WORK TO COMPLETE: Pick out and copy every line of the records below that contains the word "door". Case counts when matching.

STORED ROWS:
※

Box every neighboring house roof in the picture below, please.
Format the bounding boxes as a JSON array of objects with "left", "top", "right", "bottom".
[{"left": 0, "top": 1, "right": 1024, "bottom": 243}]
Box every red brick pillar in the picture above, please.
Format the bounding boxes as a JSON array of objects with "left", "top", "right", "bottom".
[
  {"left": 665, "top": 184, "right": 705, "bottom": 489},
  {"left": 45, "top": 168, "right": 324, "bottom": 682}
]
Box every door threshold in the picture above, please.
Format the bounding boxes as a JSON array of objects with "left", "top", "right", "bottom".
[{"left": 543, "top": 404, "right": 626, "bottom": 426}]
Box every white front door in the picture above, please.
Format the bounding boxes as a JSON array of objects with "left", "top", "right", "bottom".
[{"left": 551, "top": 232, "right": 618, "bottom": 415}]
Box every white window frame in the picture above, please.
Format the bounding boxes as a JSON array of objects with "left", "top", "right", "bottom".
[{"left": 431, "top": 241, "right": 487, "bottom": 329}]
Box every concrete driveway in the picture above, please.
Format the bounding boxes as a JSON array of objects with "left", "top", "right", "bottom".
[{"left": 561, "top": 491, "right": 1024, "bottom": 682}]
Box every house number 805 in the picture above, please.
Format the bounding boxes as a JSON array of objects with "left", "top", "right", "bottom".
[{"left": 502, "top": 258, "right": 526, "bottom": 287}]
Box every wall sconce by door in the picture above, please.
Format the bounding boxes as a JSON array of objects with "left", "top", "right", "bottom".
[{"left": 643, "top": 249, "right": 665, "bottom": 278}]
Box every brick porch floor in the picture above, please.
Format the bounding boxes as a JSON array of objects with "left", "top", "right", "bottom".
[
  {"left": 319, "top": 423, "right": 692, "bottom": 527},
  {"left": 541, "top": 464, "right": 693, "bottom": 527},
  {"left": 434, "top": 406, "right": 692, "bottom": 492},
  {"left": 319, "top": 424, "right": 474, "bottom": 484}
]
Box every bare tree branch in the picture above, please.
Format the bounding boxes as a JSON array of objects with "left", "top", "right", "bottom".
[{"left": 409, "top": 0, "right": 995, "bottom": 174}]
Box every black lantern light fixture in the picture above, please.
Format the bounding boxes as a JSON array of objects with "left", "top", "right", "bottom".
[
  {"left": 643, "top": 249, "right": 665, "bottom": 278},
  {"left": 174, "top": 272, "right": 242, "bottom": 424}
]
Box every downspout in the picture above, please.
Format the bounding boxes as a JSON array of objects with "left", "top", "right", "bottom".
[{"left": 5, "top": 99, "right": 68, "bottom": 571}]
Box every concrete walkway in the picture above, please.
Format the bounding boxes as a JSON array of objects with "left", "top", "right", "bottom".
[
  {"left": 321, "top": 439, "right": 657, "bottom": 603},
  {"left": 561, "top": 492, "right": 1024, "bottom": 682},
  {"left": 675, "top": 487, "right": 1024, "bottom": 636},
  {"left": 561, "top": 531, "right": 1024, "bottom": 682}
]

※

THE RESULT:
Box every door threshold in the picture above, please.
Box every white front door in the picture above, please.
Box every wall sconce by door in the picture above, please.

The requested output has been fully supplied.